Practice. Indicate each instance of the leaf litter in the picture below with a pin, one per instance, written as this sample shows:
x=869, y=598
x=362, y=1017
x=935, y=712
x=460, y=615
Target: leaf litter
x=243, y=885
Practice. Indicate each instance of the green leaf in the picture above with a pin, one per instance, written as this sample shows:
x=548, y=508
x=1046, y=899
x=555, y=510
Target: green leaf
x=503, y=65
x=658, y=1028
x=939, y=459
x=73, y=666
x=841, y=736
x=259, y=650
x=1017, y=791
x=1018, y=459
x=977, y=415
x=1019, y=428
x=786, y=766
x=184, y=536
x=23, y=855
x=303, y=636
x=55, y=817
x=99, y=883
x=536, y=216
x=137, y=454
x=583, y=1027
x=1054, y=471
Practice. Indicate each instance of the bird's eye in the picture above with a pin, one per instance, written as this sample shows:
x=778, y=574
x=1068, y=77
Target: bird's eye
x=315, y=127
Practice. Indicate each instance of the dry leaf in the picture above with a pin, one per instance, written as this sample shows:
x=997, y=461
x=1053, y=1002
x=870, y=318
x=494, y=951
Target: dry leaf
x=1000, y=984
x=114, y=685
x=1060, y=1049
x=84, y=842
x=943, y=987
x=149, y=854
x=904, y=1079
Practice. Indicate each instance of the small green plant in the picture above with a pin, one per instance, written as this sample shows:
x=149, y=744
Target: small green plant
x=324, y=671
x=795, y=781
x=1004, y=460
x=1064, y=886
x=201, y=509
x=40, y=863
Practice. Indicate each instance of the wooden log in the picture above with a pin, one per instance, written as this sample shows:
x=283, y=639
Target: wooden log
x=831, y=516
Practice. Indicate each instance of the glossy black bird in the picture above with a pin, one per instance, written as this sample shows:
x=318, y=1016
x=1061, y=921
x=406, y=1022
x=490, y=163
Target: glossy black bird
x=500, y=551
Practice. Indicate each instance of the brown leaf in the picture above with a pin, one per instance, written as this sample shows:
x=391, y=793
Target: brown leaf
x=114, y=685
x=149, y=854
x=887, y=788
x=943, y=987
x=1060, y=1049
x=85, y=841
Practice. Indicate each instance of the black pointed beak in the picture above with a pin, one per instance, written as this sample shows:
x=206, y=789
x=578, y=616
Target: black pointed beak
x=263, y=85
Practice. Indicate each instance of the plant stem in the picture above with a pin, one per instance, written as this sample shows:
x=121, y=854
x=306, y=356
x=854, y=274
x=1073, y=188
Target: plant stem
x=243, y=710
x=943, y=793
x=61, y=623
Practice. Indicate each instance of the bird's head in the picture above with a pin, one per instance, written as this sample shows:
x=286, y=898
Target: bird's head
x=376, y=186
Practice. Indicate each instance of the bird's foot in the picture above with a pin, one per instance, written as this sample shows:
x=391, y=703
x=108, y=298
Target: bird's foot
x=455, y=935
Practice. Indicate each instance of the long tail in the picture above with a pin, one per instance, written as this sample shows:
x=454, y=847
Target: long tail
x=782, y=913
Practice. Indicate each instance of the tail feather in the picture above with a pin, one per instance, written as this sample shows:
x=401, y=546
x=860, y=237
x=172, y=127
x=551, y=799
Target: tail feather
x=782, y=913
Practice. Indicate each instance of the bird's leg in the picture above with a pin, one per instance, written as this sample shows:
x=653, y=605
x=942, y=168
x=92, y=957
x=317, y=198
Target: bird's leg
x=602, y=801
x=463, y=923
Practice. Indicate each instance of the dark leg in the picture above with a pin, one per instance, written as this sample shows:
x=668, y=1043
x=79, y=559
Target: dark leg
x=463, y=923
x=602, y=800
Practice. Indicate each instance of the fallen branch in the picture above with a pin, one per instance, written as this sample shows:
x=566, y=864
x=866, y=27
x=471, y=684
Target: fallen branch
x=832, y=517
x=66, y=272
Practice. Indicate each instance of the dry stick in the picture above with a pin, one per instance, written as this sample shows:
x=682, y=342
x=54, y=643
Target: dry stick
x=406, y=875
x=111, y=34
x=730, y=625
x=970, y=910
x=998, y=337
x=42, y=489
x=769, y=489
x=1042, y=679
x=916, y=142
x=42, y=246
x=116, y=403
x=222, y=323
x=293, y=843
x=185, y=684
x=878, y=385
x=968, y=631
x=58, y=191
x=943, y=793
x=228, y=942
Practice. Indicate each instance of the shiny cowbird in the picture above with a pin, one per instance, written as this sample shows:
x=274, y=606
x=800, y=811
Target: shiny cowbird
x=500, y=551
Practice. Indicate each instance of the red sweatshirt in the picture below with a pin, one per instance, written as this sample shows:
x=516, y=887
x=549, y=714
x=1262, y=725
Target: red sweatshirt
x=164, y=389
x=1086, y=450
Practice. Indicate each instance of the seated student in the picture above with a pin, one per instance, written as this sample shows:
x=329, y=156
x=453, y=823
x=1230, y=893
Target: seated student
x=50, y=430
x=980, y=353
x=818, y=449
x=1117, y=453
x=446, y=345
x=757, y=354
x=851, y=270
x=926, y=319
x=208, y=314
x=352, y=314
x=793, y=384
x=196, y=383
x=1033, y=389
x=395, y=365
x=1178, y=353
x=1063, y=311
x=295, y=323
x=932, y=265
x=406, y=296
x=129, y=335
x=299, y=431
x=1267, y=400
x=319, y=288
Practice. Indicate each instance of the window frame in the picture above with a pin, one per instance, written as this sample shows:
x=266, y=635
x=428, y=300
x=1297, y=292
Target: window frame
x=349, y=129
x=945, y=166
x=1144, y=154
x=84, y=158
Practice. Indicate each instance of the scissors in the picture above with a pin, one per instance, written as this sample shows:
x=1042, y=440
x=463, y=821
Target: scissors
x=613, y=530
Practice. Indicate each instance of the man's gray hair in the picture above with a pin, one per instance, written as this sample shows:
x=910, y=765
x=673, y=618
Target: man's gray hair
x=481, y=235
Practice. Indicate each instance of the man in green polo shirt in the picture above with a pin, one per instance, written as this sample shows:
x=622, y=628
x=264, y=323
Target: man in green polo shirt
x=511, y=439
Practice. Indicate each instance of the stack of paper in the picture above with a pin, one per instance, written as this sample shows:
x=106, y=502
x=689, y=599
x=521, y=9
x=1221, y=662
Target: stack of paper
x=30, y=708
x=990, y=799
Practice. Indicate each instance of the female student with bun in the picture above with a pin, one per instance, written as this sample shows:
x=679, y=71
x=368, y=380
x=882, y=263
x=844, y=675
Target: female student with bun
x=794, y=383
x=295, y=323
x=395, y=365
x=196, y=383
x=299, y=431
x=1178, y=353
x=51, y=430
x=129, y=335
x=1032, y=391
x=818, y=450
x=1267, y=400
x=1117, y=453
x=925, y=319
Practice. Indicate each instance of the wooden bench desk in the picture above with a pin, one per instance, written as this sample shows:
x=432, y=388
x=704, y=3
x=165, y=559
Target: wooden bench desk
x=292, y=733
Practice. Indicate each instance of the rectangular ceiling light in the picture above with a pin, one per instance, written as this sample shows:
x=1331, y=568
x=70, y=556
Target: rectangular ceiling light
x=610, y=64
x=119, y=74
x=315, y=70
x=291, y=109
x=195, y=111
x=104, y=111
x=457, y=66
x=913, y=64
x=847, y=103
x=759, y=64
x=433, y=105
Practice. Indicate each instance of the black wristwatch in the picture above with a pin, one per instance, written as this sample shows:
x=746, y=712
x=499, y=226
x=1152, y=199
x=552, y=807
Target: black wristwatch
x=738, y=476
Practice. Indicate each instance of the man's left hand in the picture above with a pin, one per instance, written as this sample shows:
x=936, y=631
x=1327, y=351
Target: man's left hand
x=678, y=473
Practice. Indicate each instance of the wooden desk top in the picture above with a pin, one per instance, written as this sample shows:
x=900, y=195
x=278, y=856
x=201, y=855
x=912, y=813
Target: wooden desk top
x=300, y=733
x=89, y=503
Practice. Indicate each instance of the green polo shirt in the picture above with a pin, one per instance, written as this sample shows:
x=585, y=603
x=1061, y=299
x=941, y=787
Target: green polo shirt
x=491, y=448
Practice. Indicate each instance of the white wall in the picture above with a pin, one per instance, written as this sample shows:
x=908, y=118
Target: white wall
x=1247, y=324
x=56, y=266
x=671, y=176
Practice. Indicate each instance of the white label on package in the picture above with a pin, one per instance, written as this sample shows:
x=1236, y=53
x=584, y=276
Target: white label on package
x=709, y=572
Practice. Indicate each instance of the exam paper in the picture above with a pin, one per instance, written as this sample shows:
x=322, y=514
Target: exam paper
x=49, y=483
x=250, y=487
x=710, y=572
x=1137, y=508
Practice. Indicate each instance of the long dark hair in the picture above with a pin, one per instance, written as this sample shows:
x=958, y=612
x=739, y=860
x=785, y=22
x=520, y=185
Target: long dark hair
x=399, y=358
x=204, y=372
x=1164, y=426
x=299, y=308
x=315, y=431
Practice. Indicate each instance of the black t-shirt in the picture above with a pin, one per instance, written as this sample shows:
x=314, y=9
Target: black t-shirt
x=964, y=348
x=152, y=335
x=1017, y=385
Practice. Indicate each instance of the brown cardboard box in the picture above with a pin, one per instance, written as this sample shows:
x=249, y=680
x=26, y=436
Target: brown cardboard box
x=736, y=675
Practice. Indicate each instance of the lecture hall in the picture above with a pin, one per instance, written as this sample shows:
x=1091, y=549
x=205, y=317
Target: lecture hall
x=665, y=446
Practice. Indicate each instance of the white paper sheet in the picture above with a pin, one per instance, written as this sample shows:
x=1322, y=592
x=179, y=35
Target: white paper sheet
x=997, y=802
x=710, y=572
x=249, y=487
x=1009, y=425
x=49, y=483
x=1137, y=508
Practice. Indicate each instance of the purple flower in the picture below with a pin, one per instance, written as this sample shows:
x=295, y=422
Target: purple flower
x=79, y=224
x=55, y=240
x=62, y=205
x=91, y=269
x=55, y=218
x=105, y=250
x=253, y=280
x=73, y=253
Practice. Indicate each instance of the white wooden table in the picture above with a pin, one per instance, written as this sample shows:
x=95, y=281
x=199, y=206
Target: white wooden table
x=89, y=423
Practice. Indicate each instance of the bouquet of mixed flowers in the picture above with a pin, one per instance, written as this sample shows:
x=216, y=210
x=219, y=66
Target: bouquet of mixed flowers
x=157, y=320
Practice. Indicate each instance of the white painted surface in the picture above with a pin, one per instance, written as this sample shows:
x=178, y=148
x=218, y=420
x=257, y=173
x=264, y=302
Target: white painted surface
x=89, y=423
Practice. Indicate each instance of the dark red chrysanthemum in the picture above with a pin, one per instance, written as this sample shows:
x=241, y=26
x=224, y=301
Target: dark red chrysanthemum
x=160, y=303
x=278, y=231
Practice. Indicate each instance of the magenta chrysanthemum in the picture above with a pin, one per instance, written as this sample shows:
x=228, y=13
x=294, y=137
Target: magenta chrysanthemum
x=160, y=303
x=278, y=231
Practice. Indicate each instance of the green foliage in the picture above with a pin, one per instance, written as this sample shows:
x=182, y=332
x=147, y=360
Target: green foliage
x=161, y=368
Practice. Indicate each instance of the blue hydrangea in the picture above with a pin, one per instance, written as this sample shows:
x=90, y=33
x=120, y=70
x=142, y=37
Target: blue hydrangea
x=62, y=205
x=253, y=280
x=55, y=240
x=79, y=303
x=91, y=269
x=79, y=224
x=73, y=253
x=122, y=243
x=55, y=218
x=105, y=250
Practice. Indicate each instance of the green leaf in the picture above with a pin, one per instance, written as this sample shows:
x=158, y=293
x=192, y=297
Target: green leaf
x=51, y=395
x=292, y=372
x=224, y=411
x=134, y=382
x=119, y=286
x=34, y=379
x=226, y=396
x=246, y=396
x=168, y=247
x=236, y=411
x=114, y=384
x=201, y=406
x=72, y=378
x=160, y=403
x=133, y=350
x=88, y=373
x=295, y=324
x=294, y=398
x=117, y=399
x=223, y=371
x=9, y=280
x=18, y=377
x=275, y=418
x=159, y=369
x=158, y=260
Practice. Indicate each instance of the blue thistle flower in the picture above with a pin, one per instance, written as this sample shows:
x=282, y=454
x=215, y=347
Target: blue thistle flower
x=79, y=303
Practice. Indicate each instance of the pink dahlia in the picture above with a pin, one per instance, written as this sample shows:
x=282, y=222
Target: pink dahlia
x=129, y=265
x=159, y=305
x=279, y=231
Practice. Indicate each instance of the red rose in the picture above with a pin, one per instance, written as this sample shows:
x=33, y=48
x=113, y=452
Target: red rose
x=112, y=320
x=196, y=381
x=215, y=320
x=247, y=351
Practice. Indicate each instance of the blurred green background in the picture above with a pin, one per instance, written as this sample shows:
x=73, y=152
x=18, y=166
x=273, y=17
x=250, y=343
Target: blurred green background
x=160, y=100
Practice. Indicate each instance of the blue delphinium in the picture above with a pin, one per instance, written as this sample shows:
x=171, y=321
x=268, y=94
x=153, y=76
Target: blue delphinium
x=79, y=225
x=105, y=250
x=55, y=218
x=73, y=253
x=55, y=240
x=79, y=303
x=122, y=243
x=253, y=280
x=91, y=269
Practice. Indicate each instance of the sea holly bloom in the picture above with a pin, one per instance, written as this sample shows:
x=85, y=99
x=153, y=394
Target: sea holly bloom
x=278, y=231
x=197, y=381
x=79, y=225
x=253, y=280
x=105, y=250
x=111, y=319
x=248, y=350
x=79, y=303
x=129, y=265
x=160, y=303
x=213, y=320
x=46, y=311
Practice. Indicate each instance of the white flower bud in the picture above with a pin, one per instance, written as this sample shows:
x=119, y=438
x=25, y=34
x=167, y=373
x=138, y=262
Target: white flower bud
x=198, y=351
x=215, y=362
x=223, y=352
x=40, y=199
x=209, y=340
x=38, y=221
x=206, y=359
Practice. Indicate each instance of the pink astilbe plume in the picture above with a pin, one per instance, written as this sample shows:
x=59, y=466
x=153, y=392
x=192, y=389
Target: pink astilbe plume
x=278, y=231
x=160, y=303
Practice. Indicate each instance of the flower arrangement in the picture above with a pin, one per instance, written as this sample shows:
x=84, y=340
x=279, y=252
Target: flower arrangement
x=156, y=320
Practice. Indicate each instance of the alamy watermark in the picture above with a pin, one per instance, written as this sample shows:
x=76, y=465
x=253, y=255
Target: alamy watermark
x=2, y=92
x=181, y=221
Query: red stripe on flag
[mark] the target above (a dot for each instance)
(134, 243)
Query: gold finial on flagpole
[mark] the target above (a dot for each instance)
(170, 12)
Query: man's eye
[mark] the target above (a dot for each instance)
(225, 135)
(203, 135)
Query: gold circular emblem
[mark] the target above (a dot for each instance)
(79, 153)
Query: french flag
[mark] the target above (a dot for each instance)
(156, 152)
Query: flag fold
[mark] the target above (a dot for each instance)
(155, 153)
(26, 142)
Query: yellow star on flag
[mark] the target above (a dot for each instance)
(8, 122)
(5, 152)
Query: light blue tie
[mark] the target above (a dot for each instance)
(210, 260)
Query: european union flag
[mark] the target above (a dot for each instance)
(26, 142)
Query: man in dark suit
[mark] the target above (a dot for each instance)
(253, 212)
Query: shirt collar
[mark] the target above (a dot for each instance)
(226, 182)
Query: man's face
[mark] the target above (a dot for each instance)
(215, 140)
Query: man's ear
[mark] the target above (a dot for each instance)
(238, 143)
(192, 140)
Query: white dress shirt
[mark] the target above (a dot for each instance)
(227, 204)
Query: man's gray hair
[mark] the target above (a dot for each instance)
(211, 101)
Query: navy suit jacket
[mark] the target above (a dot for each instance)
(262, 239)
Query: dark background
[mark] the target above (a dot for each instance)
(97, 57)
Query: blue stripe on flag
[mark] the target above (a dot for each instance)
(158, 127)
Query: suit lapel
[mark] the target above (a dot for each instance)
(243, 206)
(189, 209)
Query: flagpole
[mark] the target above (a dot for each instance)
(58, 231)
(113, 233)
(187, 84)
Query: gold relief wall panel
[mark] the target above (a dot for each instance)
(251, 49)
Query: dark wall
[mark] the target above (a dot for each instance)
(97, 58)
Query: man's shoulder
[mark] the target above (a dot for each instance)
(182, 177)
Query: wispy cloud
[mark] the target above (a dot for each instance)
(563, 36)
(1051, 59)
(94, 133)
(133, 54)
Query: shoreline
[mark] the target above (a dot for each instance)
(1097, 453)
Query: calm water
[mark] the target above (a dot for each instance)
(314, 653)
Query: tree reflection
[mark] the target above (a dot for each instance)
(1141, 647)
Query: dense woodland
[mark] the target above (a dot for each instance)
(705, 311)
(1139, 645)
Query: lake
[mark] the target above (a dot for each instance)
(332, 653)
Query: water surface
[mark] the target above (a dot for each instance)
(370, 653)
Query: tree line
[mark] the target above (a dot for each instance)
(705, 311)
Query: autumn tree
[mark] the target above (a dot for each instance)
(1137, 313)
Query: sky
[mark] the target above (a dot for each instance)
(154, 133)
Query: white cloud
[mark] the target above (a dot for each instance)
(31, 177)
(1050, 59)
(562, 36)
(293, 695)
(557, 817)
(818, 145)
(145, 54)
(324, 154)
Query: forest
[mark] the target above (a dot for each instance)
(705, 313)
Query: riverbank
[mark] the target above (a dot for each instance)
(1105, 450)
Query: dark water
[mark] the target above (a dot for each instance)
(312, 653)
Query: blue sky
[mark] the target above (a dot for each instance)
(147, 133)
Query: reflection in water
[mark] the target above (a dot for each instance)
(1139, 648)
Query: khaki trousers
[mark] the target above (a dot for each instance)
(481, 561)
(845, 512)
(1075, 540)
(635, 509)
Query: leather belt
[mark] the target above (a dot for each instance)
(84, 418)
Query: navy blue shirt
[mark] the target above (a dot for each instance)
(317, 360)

□ □ □ □

■ The exercise
Recast part of the material above as a JSON list of strings, one string per line and no blank lines. Begin at the line that has "Practice. Indicate each instance of the plant" and stop after the line that has "x=61, y=623".

■ Complete response
[
  "Practice. Indicate each instance of the plant stem in the picture above with a pin, one per instance, written as this sample shows:",
  "x=121, y=854",
  "x=306, y=356",
  "x=854, y=274",
  "x=1073, y=188",
  "Target: plant stem",
  "x=243, y=710",
  "x=943, y=793",
  "x=61, y=623"
]